Nach fast zwei Monate andauernden Spannungen zwischen der Regierung und den Militärs wurde die demokratisch gewählte Regierung von Premierminister Laisenia Qarase am 5. Dezember 2006 von den Streitkräften des Landes unter Führung ihres Kommandanten Konteradmiral Voreqe Bainimarama gestürzt. Die Machtübernahme durch die Militärs verlief zunächst ohne Blutvergießen. Es handelt sich um die vierte Machtübernahme der Militärs seit 1987.

Von besonderer Bedeutung ist, dass die Regierung von Premierminister Qarase im Mai 2006 bei allgemeinen Wahlen von den Bürgern gewählt wurde. Gemäß der neuen Politik der EU, die auf eine verstärkte Partnerschaft mit den Pazifik-Inseln ausgerichtet ist, entsandte sie zu diesen Wahlen eine Wahlbeobachtungsmission unter Leitung des ehemaligen ungarischen Premierministers und jetzigen Europaabgeordneten Istvan Szent-Ivanyi. Die EU-Wahlbeobachter befanden die Wahlen für glaubwürdig. Die uneingeschränkte demokratische Legitimität der Qarase-Regierung, die über eine große Parlamentsmehrheit verfügte, steht also außer Zweifel.

• **Extrahierte Daten**:
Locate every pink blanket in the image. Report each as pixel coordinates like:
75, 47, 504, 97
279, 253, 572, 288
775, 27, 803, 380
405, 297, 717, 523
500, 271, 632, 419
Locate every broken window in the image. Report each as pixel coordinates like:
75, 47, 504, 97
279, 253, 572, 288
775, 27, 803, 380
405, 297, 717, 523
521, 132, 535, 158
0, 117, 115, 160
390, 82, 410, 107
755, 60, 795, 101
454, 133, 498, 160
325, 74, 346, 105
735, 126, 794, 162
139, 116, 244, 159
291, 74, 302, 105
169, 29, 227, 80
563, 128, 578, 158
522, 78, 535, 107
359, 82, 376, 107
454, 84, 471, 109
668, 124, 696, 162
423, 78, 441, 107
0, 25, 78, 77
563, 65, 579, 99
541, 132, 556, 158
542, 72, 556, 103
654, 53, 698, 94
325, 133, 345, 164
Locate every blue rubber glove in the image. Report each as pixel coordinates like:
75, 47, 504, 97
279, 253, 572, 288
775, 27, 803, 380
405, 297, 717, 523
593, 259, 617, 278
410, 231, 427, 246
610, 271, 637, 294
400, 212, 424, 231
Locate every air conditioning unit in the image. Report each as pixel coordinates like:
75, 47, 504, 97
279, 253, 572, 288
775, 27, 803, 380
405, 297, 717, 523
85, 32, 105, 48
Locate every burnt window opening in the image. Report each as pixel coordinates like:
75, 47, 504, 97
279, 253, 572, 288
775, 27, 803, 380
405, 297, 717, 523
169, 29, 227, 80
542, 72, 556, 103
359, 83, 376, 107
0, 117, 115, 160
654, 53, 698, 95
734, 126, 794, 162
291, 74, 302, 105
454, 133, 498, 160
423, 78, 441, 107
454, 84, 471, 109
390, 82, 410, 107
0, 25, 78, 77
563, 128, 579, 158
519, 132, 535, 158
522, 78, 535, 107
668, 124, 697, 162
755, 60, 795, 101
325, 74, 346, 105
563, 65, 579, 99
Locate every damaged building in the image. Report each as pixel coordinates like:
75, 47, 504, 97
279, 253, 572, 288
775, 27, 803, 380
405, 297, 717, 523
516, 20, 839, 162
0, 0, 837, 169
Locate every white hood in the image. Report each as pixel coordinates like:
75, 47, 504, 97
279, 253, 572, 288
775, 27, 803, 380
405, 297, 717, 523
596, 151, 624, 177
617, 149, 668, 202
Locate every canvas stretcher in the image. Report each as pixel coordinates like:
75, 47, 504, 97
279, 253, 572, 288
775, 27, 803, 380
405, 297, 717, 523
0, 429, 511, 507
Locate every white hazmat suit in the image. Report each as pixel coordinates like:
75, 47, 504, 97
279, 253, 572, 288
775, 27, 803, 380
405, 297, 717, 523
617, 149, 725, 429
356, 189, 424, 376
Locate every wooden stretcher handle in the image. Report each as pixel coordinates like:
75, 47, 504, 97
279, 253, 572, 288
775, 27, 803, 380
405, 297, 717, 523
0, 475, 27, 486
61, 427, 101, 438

• **Aufgabenstellung**: Schreiben Sie die Passage des Artikels, die mit „Nach fast zwei“ beginnt und mit „Militärs seit 1987.“ endet, wortgetreu ab. Die Zeilen stehen in keinerlei Zusammenhang mit dem Artikel.

• **Musterlösung**:
Nach fast zwei Monate andauernden Spannungen zwischen der Regierung und den Militärs wurde die demokratisch gewählte Regierung von Premierminister Laisenia Qarase am 5. Dezember 2006 von den Streitkräften des Landes unter Führung ihres Kommandanten Konteradmiral Voreqe Bainimarama gestürzt. Die Machtübernahme durch die Militärs verlief zunächst ohne Blutvergießen. Es handelt sich um die vierte Machtübernahme der Militärs seit 1987.